What is expected: From the passage on the mafia and gay bars, repeat word for word the part that opens with the words containing "Luciano had long" and closes with "for fifty years.".

Excerpt to read:
** begin **
Gay Liberation and the Mafia

Lucky Luciano built the Genovese monopoly on gay nightlife in New York City in the 1930s. The Stonewall Inn was the site of a violent protest against police raids—and against mafia involvement in gay bars. Ed “The Skull” Murphy (top right) was working the door of the Stonewall Inn the night of the famous riot.

Of the Five Families of New York, Lucky Luciano’s was the one we now call the Genovese crime family. Originally the Morello gang, when Luciano took it over in 1931 it had been most recently run by Joe Masseria, Maranzano’s challenger in the Castellammarese War. Until 1957, when Vito Genovese went to prison for trafficking heroin through his gay bars, it was called the Luciano crime family.

Luciano had long experience in running brothels, bars, prostitution rings, and even drug smuggling. To support his speakeasies during Prohibition, Luciano had mafia-backed vendors for liquor, cigarette vending machines, pool tables, and most importantly, police protection. Investing in “fairy places” or “fag bars” was part of a diverse portfolio of organized crime, and an area in which the Luciano family excelled. Their monopoly on gay nightlife in New York City would not be broken for fifty years.

By the mid-1800s, New York had recognizable gay community in several neighborhoods, including Greenwich Village. In George Chauncey’s “Gay New York,” he writes that at least three different locations in Little Italy had young male prostitutes working in them in 1908. Phillip Crawford Jr, in his book, “The Mafia and the Gays,” writes that before Prohibition began in 1920, the LGBT community in the city enjoyed some degree of social acceptance in these gay enclaves.

Yet in 1923, the law in New York City prohibited loitering to solicit gay sex. When Prohibition was lifted, eleven years later, the new State Liquor Authority considered any establishment that served alcohol to gay customers to be “disorderly houses” or places where “unlawful practices are habitually carried on by the public.”
** end **
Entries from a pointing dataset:
** begin **
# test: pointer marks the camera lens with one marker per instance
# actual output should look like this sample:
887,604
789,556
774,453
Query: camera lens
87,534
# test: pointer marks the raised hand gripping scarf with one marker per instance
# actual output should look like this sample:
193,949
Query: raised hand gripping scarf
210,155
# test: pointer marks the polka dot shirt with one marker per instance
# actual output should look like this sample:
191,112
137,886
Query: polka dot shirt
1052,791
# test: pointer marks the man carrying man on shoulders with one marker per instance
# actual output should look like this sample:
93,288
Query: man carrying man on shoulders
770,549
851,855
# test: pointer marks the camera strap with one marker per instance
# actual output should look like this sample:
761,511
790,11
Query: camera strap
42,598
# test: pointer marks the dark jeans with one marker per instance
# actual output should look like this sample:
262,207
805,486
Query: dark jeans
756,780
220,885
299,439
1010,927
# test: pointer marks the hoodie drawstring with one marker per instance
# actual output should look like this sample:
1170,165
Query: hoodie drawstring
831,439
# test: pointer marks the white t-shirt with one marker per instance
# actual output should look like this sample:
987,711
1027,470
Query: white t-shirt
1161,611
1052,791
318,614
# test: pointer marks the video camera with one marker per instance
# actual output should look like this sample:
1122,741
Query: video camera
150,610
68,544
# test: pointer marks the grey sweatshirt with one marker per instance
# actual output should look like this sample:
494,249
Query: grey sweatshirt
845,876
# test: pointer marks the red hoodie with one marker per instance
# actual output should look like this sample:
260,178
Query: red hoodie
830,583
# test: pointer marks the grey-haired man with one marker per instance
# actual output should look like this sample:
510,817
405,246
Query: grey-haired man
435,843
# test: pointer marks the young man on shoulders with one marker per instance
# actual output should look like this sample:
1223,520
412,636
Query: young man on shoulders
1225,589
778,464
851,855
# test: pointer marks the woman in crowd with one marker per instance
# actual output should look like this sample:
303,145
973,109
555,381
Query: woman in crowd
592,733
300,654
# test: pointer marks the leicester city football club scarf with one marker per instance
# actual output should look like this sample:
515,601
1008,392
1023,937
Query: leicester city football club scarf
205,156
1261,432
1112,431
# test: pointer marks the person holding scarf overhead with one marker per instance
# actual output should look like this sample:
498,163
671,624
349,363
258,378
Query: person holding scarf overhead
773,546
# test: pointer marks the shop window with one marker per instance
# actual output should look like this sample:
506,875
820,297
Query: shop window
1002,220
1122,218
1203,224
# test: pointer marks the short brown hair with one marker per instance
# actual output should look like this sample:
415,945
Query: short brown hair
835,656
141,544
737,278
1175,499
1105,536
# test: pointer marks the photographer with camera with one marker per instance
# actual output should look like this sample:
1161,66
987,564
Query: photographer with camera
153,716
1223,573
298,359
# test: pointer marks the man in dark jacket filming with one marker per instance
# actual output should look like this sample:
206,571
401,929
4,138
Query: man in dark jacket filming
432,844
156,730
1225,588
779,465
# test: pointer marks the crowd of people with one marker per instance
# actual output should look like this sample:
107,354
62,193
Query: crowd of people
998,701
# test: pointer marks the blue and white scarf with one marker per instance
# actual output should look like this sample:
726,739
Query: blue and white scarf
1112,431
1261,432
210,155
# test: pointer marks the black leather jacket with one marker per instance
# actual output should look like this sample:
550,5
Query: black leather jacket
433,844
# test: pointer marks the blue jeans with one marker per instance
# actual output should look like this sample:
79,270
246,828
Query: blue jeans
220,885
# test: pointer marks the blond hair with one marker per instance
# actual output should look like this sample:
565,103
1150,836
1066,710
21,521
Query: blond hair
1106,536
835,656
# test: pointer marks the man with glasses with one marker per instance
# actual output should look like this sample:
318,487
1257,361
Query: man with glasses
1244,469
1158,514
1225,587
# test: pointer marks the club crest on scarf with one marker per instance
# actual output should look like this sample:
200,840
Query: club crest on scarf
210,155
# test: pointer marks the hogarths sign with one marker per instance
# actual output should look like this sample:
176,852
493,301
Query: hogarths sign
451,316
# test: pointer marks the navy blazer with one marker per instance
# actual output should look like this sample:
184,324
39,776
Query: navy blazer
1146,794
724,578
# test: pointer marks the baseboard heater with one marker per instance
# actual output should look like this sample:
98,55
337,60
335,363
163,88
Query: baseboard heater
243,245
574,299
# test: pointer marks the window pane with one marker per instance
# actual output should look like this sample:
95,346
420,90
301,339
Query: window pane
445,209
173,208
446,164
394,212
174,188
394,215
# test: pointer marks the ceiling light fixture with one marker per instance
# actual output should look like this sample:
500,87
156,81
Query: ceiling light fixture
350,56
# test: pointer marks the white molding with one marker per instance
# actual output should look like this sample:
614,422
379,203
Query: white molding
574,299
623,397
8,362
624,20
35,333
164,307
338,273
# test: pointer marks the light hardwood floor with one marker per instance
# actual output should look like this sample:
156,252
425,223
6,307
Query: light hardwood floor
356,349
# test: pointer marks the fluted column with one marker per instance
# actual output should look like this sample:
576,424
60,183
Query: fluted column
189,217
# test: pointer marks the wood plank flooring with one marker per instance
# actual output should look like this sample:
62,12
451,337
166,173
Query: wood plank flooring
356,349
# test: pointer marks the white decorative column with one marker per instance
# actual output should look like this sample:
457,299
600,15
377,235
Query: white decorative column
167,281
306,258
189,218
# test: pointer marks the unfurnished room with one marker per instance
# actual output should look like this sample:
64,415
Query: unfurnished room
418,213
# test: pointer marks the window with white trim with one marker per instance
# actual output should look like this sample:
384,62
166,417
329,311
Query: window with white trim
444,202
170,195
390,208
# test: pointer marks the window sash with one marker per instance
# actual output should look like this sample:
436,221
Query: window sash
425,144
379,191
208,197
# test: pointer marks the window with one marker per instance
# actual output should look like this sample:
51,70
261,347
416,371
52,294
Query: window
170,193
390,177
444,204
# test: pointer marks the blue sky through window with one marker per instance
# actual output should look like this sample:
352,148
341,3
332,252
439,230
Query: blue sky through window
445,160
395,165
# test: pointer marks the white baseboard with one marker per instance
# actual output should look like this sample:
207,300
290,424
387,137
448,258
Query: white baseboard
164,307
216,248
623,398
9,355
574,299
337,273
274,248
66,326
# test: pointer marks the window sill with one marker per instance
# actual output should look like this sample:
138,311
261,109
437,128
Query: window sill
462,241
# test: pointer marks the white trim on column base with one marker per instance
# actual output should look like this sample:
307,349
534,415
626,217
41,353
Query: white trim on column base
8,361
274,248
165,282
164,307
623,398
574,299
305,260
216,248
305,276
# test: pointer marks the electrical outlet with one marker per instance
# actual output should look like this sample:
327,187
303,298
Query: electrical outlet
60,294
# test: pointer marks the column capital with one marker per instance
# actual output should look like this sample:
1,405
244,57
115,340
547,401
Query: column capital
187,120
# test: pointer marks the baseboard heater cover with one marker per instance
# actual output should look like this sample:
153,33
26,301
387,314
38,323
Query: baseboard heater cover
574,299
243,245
** end **
Response to this task:
Luciano had long experience in running brothels, bars, prostitution rings, and even drug smuggling. To support his speakeasies during Prohibition, Luciano had mafia-backed vendors for liquor, cigarette vending machines, pool tables, and most importantly, police protection. Investing in “fairy places” or “fag bars” was part of a diverse portfolio of organized crime, and an area in which the Luciano family excelled. Their monopoly on gay nightlife in New York City would not be broken for fifty years.